My Dog Tug's Battle with Melanoma
by Shelley
(New Mexico)
My dog Tug (a laborador mix) had a tumor from the top of his paw removed. After a biopsy he was diagnosed with an aggressive melanoma.
The tumor came up over night and within one day it was the size of a grape. We continued to watch him for other tumors and have his lungs x-rayed on a regular schedule.
At this point, he was also suffering from severe arthritis. I was actually worried more about the arthritis. He was having more difficulty getting up and down and was taking pain pills several times a day.
About two months ago two more tumors showed up on his leg about 4 inches from the original tumor. It showed up quickly and by the time I noticed them they were about the size of a plum and large marble. Because of his severe arthritis and age (12, almost 13), we made a decision to keep him as comfortable as possible until we felt it necessary to euthanize him.
As the weeks passed we noticed a decrease in energy, activity, appetite. It became harder and harder for him to get up and get down. The tumor got larger and about a month ago began ulcerating. Tug became obsessed with licking it so I know it must have been bothering him.
I began to struggle with the decision to have him put down. Wondering when the time was right. My grown children and husband kept saying it was time, I just couldn't call it.
Last week I suddenly realized it was time. I called the vet last Tuesday and we took him in on Wednesday morning. I still think he could have lived a few more weeks, but I also know his pain and suffering would have got worse. I stayed with him during the euthanasia which was painful because it took a while to get him relaxed (he was always terrified of being in the vet's office and became very agitated and hyper).
However, I am glad I stayed with him although the image of his last moments are haunting me. I think I am progressing through the usual steps of grief - dealing with guilt now and wondering about my decision. I know I did the right thing intelligence-wise but my heart is so broken.
Tug is the fourth pet I have had with cancer. It is a heart breaking disease and I am not sure I can ever deal with it again.

Problem »
Answer these questions from the account of Tug's melanoma:
1. How large had the tumor on top of Tug's paw become within one day?
2. What age is given for Tug at the time of the decision to keep him comfortable rather than treat the new tumors?
3. Counting Tug, how many pets with cancer has the writer had?

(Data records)

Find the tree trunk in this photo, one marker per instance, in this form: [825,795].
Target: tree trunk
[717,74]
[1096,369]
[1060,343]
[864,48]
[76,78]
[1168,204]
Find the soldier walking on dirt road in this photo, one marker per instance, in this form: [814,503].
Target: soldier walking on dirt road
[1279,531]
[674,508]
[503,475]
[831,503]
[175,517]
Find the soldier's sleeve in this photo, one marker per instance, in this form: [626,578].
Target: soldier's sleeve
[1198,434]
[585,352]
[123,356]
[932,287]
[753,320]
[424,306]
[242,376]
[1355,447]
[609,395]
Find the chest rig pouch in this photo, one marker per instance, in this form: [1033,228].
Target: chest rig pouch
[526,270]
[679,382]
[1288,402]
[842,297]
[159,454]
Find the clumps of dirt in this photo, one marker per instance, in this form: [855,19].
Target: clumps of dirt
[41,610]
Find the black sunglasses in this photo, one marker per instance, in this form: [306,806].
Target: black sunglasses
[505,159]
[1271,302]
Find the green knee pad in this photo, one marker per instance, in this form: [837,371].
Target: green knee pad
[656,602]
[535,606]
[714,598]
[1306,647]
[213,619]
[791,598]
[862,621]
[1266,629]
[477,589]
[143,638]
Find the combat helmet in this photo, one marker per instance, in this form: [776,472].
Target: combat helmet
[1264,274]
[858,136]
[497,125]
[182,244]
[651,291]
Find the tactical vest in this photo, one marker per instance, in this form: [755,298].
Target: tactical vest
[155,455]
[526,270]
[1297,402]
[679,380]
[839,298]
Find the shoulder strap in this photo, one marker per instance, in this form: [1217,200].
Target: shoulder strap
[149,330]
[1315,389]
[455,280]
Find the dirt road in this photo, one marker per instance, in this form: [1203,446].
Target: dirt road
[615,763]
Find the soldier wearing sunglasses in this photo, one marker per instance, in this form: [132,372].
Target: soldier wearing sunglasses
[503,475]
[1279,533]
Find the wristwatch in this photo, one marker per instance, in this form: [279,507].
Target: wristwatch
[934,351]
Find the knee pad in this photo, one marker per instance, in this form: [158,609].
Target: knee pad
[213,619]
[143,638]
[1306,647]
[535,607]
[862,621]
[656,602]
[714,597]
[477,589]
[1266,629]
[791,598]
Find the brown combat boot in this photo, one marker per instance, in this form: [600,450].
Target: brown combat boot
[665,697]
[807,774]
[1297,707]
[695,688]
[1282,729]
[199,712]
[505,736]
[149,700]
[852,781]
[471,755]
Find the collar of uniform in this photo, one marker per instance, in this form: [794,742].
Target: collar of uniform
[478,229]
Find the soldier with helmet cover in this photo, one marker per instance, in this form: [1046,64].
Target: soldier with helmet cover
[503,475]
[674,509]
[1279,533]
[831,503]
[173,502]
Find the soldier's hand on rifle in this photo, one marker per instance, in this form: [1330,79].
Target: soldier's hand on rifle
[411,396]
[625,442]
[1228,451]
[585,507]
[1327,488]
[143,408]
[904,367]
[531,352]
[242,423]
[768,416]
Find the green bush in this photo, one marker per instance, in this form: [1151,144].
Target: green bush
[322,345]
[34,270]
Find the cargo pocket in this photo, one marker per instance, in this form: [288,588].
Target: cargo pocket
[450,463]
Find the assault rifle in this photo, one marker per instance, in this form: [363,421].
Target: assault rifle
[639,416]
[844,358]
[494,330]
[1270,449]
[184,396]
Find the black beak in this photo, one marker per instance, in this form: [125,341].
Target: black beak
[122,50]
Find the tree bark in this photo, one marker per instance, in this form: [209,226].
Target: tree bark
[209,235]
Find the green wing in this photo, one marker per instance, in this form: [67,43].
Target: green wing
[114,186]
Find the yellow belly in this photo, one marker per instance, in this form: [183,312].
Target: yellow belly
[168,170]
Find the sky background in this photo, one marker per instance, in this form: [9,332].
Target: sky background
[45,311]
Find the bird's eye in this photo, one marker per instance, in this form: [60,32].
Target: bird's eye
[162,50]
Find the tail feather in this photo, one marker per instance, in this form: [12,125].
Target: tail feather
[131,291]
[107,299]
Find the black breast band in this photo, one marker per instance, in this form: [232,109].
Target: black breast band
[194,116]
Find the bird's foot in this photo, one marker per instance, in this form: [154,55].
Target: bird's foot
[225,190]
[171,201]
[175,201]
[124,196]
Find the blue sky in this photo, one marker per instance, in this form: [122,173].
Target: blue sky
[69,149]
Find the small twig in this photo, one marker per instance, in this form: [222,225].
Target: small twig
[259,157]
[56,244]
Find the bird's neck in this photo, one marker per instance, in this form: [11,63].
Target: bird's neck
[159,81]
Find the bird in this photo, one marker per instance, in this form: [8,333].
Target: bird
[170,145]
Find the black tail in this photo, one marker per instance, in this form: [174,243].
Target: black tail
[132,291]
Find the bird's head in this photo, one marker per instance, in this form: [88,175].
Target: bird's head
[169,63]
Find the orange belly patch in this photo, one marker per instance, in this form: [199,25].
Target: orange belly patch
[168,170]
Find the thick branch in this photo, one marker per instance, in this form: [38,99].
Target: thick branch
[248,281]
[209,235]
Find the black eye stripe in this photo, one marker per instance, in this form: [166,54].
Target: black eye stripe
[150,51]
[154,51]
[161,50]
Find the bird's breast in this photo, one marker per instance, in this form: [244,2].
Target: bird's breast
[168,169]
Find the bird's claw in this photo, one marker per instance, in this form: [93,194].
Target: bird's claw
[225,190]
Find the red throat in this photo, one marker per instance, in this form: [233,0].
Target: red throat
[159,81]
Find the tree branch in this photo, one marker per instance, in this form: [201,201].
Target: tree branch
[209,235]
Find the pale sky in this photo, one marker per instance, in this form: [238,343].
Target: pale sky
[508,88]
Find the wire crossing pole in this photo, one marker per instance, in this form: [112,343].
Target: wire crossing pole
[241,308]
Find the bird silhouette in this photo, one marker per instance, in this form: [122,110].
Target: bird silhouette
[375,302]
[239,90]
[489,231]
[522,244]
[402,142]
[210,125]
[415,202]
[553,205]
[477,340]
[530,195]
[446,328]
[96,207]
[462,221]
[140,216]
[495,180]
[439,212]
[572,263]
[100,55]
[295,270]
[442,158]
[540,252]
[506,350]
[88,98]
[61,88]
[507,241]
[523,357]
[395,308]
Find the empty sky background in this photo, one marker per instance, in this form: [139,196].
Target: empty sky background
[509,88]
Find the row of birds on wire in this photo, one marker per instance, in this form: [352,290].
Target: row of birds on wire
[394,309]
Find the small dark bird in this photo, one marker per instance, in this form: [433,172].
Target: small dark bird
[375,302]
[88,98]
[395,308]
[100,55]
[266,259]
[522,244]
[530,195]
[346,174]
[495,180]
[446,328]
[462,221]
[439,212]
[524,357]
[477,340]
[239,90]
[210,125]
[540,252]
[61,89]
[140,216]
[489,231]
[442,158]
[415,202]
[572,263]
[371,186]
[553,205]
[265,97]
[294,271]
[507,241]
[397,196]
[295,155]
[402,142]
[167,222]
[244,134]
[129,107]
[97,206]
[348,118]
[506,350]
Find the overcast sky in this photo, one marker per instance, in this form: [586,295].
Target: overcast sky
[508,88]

Answer section »
1. The size of a grape.
2. 12, almost 13.
3. Four.